◆ **TESTO PROPOSTO**
--

Da ballerina a coreografa, com’è stato per lei il passaggio?
“Abbastanza automatico direi. Intanto ballo ancora e questo sicuramente aiuta. Nel 2015 poi mi sono ritrovata catapultata nel mondo del basket qui a Legnano dove abito, partendo dai Legnano Knights grazie al presidente Marco Tajana. Loro cercavano un corpo di ballo che potesse esibirsi nelle pause delle partite e quindi mi sono ritrovata a dover costruire queste coreografie per il gruppo. Coreografare poi in un evento sportivo è diverso dal teatro o altro, ed essendo responsabile dell’intrattenimento ho sempre potuto spaziare sempre molto, dando ampio respiro alla mia creatività, basandomi anche sul mio stato d’animo o su quella che è la partita. Tutto questo cercando di portare il pubblico in campo e coinvolgendo la massa. Tutto ciò diversamente da quello che fai a teatro o in tv dove devi rispettare le richieste del committente. Il passaggio quindi da ballerina a coreografa non saprei molto definirlo, per me è stato tutto molto naturale, amo sia ballare che coreografare”.

Com’è avvenuto il passaggio da Legnano alla Pallacanestro Varese?
“Era il febbraio 2017 e le due società collaboravano al fine di organizzare un torneo che si giocava in infrasettimanale la sera qui a Legnano. Mi ricordo che una sera mi dissero che Luca Piontini ed Elisa Fabris mi stavano cercando per parlare. Mi dissero che erano alla ricerca di una dance crew che sostituisse le cheerleader presenti e ci terrei a sottolineare questa differenza: il cheerleading è uno sport, la danza è arte, noi facciamo danza. Comunque, dopo una prova di due o tre partite in cui fummo da subito apprezzati, partimmo ufficialmente come crew della Pallacanestro Varese e da quel momento, salvo pandemia, non ci siamo più fermati”.

In tutto questo, la ventata di novità e di spettacolo che la gestione Scola sta portando a Varese, avvicinandolo ad uno spettacolo tipico delle arene NBA, gioca a vostro favore..
“Assolutamente sì. Avendo in società qualcuno che ha svecchiato la mentalità aiuta. Io penso che in questi anni noi ci abbiamo messo del nostro cercando di farci conoscere, apprezzare e supportare dal pubblico sempre più, anche se non è facile ad esempio quando la partita va male. Devo dire che tanti sono contenti ora, ci fermano e ci esprimono tutto il loro gradimento. La partita di basket diventa così uno spettacolo a 360 gradi, non si parla solo di un evento sportivo ma di un vero show”.

Un’esperienza che si è anche allargata al giro della Nazionale nelle ultime gare di qualificazione ai Mondiali al Forum a Milano giusto?

--

◆ **DATI REGISTRATI**

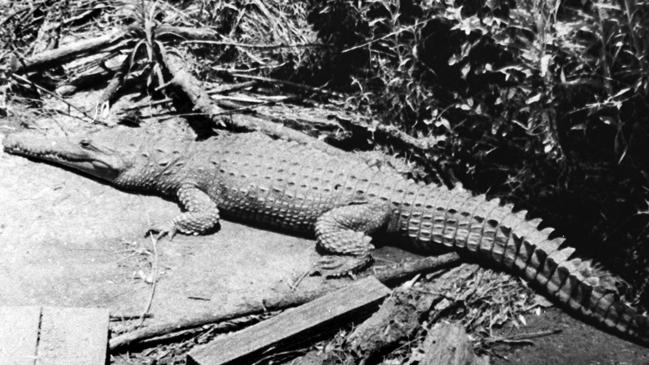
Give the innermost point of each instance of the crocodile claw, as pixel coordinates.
(340, 266)
(161, 230)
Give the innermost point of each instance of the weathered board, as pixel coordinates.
(53, 335)
(19, 334)
(290, 323)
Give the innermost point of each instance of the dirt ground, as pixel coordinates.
(68, 240)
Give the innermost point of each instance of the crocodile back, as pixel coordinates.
(289, 185)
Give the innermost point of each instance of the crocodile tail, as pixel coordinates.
(498, 233)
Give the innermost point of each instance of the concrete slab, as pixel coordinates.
(67, 240)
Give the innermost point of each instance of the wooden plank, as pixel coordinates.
(290, 323)
(19, 334)
(73, 336)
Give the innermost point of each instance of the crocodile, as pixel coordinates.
(338, 198)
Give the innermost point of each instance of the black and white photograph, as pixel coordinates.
(302, 182)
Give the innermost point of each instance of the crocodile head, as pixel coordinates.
(119, 155)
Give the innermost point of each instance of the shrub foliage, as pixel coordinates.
(545, 103)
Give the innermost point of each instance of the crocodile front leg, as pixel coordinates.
(202, 214)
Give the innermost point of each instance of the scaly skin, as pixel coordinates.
(340, 199)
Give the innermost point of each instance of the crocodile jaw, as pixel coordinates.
(66, 152)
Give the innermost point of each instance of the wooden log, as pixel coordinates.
(385, 275)
(53, 335)
(397, 320)
(448, 343)
(301, 320)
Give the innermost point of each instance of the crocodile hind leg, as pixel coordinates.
(201, 215)
(346, 231)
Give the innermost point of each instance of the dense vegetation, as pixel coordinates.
(544, 103)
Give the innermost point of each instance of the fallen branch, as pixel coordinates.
(200, 101)
(293, 299)
(70, 51)
(399, 318)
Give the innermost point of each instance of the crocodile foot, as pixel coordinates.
(341, 266)
(160, 230)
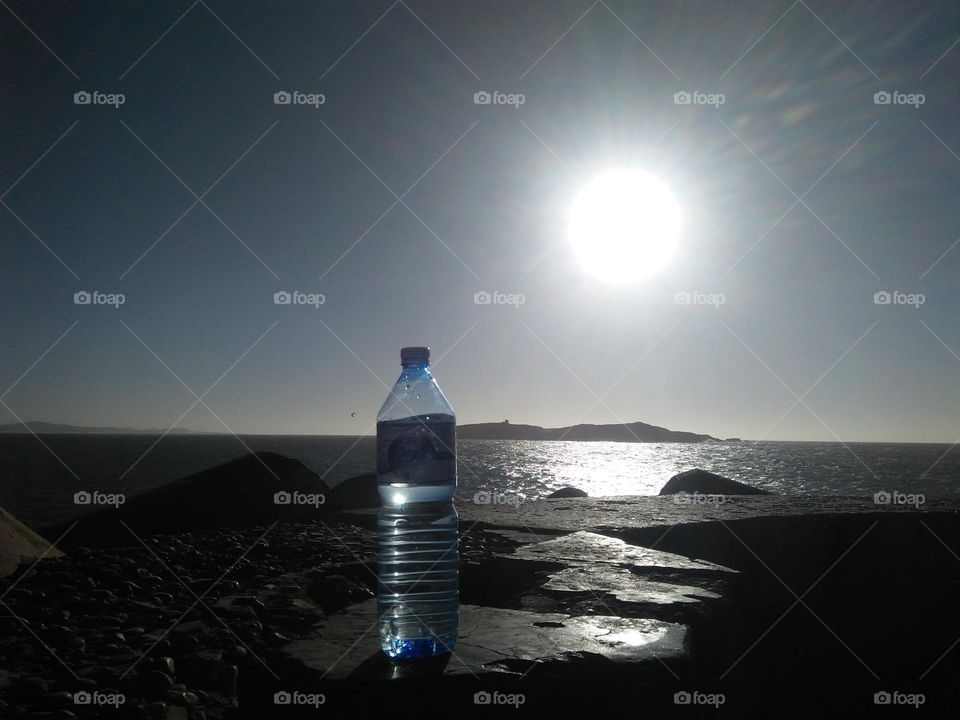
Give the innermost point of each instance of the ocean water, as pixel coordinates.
(38, 479)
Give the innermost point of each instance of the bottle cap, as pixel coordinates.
(414, 355)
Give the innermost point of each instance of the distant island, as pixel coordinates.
(45, 428)
(505, 430)
(620, 432)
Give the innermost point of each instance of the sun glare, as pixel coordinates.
(624, 226)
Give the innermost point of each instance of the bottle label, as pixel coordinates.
(417, 450)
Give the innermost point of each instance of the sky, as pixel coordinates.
(384, 189)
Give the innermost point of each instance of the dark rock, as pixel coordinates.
(359, 491)
(707, 483)
(500, 642)
(26, 691)
(203, 669)
(567, 492)
(19, 544)
(239, 493)
(335, 592)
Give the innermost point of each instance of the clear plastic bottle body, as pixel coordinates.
(417, 539)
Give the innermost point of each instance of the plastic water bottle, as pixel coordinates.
(418, 600)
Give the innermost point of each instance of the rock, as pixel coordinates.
(236, 494)
(335, 592)
(154, 683)
(707, 483)
(19, 544)
(567, 492)
(509, 643)
(202, 669)
(359, 491)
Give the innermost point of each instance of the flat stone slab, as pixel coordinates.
(588, 547)
(632, 512)
(600, 565)
(499, 642)
(625, 586)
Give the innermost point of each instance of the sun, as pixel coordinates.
(624, 225)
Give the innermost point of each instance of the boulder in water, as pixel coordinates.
(357, 492)
(707, 483)
(19, 544)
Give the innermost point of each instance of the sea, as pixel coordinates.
(40, 474)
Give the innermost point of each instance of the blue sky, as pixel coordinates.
(398, 198)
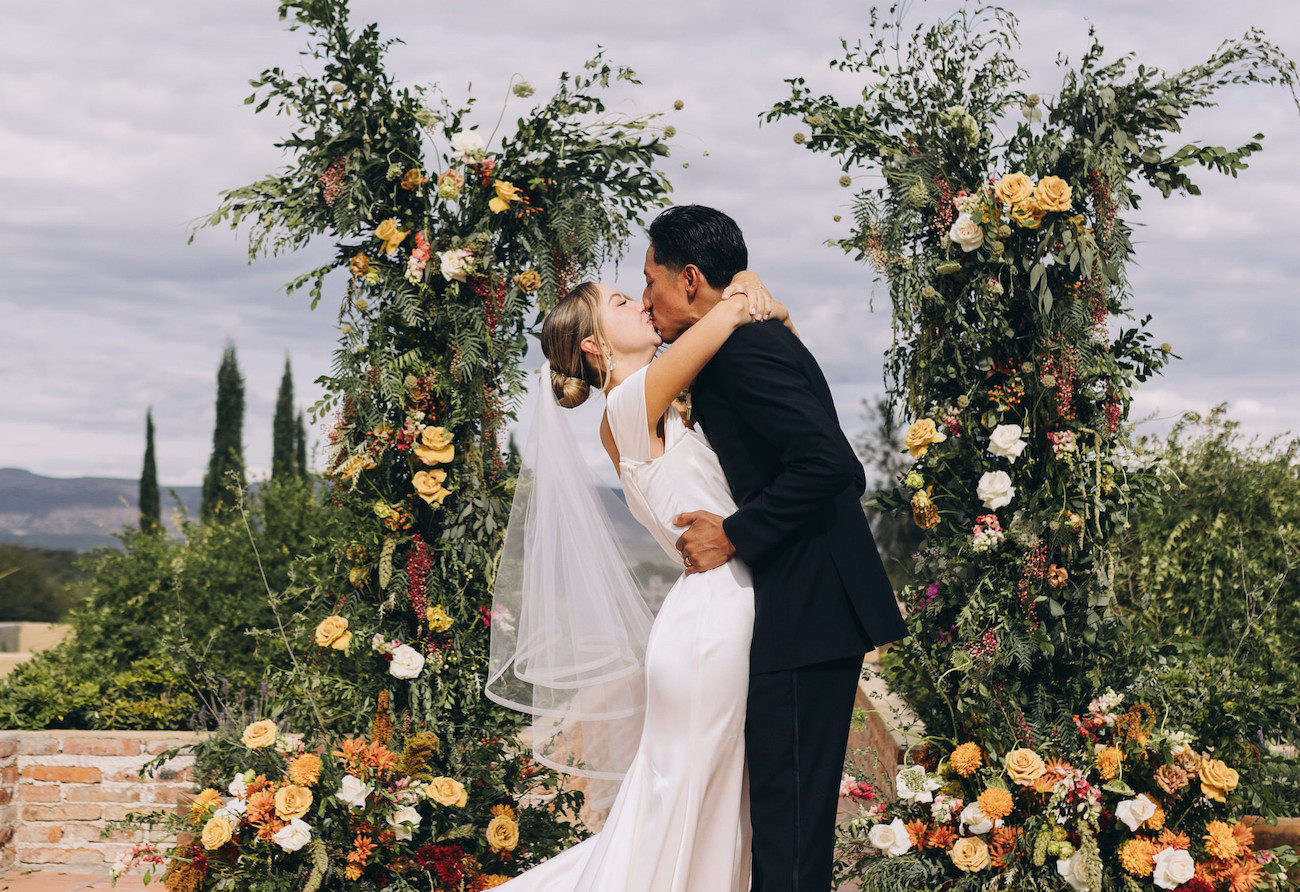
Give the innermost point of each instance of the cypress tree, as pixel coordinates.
(151, 506)
(284, 433)
(300, 444)
(226, 438)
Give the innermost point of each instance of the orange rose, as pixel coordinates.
(1023, 766)
(970, 854)
(293, 801)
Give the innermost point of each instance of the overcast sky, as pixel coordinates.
(121, 124)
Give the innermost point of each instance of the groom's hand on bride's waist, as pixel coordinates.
(703, 545)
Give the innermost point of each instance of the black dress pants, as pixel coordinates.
(796, 736)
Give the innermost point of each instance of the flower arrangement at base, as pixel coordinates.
(347, 817)
(1129, 806)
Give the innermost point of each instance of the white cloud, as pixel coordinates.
(124, 122)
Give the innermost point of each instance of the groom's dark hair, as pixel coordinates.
(700, 236)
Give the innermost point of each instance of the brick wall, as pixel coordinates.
(60, 788)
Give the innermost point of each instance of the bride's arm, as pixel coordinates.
(677, 366)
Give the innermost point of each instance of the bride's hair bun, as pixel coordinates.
(570, 392)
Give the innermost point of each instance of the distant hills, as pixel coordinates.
(77, 512)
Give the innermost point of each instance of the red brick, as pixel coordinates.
(100, 747)
(63, 774)
(61, 812)
(39, 834)
(39, 793)
(37, 745)
(103, 792)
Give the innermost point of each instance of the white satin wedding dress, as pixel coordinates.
(680, 821)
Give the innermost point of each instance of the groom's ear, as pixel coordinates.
(692, 280)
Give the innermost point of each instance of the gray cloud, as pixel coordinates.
(122, 124)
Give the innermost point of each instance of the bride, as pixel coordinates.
(614, 691)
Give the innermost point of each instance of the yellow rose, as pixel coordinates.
(1027, 215)
(1052, 194)
(446, 791)
(502, 834)
(437, 619)
(528, 281)
(1013, 189)
(428, 485)
(1023, 766)
(921, 434)
(434, 446)
(970, 853)
(216, 832)
(259, 735)
(1217, 779)
(330, 629)
(293, 801)
(389, 233)
(506, 193)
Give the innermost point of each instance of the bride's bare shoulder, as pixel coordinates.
(607, 440)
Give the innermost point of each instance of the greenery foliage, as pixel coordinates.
(997, 220)
(453, 243)
(161, 639)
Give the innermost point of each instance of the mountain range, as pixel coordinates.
(78, 512)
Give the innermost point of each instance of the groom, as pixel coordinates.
(820, 594)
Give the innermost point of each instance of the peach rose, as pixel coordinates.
(921, 434)
(502, 834)
(259, 735)
(434, 446)
(216, 832)
(1052, 194)
(1013, 189)
(293, 801)
(330, 629)
(428, 485)
(446, 791)
(970, 854)
(1023, 766)
(1217, 779)
(389, 233)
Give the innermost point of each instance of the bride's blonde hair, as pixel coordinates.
(572, 320)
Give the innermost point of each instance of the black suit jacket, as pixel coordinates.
(820, 590)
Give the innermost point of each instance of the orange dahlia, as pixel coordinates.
(966, 760)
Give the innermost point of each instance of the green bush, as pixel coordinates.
(163, 639)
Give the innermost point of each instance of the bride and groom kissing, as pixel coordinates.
(742, 683)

--

◆ **ELENCO ATTIVITÀ**
(A) Rispondi alle domande seguenti in base all'intervista.
(i) In quale anno l'intervistata si è ritrovata nel mondo del basket a Legnano?
(ii) Chi la stava cercando per parlarle, secondo quanto le dissero una sera?
(iii) Che differenza indica l'intervistata tra il cheerleading e la danza?
(B) Trascrivi il passo dell'intervista che comincia con "In tutto questo, la" e termina con "a Milano giusto?".

◆ **SOLUZIONI DEGLI ESERCIZI**
(A)
(i) Nel 2015.
(ii) Luca Piontini ed Elisa Fabris.
(iii) Il cheerleading è uno sport, mentre la danza è arte.

(B)
In tutto questo, la ventata di novità e di spettacolo che la gestione Scola sta portando a Varese, avvicinandolo ad uno spettacolo tipico delle arene NBA, gioca a vostro favore..
“Assolutamente sì. Avendo in società qualcuno che ha svecchiato la mentalità aiuta. Io penso che in questi anni noi ci abbiamo messo del nostro cercando di farci conoscere, apprezzare e supportare dal pubblico sempre più, anche se non è facile ad esempio quando la partita va male. Devo dire che tanti sono contenti ora, ci fermano e ci esprimono tutto il loro gradimento. La partita di basket diventa così uno spettacolo a 360 gradi, non si parla solo di un evento sportivo ma di un vero show”.

Un’esperienza che si è anche allargata al giro della Nazionale nelle ultime gare di qualificazione ai Mondiali al Forum a Milano giusto?